Find each line in the data below that contains the word "crowd" and copy those lines in full.

━━━ RECORDS TO PROCESS

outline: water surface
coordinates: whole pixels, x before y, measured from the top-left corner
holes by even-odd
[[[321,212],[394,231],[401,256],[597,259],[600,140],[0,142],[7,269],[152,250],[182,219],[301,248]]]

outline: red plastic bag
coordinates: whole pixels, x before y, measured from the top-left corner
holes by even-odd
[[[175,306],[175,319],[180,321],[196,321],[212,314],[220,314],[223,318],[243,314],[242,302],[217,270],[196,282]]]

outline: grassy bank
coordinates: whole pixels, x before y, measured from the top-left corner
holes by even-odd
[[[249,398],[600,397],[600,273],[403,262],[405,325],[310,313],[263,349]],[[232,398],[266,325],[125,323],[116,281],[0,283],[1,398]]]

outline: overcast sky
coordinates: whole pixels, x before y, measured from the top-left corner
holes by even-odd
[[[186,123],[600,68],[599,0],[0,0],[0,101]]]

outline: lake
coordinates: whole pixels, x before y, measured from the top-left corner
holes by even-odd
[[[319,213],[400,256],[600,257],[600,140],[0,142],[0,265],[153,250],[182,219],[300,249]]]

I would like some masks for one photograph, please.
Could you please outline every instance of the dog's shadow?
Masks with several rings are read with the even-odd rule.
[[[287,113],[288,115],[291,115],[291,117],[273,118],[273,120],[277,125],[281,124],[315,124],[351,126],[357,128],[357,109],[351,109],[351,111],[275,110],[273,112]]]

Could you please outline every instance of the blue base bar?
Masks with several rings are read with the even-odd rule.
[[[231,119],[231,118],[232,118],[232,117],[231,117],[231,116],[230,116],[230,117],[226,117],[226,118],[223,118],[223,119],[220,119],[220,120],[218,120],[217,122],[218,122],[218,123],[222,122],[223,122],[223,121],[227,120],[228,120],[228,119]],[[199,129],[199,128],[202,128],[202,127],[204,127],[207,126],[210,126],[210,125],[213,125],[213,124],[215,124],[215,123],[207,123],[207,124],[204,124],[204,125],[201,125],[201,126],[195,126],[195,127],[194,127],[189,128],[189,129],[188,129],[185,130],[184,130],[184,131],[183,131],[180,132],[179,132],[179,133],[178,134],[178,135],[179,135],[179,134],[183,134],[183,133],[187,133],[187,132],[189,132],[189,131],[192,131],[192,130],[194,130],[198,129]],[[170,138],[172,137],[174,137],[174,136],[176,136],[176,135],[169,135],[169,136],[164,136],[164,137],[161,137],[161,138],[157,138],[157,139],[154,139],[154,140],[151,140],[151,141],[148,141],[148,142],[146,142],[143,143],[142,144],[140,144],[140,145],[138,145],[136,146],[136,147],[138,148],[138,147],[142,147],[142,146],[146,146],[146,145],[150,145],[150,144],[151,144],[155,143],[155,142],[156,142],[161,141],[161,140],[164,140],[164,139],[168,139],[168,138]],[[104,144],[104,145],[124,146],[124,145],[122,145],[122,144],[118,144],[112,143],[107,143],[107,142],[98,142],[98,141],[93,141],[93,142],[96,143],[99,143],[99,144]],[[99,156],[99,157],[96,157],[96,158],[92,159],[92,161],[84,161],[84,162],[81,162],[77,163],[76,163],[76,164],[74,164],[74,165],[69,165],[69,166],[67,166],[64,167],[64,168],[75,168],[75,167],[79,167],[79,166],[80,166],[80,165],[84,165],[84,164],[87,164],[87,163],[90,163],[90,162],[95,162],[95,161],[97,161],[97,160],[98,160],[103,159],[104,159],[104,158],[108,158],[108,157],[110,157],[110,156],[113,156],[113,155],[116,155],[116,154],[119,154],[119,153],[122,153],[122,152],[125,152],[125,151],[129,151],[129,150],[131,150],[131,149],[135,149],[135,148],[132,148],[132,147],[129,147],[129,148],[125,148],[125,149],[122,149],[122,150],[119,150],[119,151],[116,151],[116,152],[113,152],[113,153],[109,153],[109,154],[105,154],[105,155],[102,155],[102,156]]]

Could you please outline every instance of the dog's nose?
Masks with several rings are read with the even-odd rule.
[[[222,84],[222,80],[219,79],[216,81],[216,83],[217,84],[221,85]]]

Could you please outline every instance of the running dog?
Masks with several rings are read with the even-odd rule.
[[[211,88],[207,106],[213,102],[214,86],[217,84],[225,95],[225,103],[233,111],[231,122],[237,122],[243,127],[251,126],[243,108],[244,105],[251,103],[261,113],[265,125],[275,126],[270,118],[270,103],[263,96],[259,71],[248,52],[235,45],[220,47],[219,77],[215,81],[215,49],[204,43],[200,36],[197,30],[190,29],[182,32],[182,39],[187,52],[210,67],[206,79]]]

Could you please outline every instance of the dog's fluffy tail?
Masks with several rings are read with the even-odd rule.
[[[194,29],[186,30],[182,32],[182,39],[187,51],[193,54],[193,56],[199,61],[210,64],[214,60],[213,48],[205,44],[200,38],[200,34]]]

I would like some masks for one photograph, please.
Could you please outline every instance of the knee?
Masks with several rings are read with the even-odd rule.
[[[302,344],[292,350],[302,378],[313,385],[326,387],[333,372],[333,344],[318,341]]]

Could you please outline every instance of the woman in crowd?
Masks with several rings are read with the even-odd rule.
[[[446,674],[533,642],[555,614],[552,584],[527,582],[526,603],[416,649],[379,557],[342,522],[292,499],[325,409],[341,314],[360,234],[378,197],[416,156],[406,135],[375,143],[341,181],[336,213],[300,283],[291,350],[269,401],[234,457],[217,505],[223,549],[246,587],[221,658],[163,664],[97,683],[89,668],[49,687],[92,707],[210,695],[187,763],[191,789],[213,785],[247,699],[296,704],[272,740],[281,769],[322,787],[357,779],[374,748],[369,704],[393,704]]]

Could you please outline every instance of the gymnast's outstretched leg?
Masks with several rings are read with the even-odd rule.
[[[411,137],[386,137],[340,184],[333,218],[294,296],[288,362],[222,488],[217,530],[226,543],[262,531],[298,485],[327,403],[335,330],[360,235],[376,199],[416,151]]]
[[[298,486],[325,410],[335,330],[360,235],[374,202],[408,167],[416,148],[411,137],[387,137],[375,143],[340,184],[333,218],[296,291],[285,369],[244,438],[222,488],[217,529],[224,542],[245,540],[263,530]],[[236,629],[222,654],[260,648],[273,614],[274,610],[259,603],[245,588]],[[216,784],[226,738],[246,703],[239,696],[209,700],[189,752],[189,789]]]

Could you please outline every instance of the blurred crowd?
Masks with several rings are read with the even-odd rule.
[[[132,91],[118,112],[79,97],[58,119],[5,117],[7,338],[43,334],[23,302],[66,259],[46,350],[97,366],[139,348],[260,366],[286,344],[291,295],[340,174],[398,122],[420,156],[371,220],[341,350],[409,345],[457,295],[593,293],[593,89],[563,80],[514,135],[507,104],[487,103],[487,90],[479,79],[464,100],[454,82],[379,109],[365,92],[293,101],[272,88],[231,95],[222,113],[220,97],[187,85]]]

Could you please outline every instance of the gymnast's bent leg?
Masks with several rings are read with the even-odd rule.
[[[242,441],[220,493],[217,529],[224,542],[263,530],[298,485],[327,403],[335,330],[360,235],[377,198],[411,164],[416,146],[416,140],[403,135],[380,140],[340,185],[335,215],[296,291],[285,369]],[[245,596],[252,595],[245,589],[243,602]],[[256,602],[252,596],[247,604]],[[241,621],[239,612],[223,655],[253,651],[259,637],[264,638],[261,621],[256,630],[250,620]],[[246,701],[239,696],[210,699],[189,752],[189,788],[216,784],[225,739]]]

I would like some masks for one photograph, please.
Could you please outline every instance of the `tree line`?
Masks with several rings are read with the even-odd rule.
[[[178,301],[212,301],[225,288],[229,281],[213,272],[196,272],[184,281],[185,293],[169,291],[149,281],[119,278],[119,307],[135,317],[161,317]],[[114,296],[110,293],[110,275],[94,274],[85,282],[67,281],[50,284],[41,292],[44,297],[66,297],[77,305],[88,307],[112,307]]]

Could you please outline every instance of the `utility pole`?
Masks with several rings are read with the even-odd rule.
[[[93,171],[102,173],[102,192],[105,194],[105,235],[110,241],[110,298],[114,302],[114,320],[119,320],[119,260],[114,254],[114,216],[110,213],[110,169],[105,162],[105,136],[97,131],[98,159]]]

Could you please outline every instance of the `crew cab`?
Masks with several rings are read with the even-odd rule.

━━━━━━

- **THE RESULT**:
Could you please outline every instance of the woman in crowd?
Could you please outline every instance of the blurred crowd?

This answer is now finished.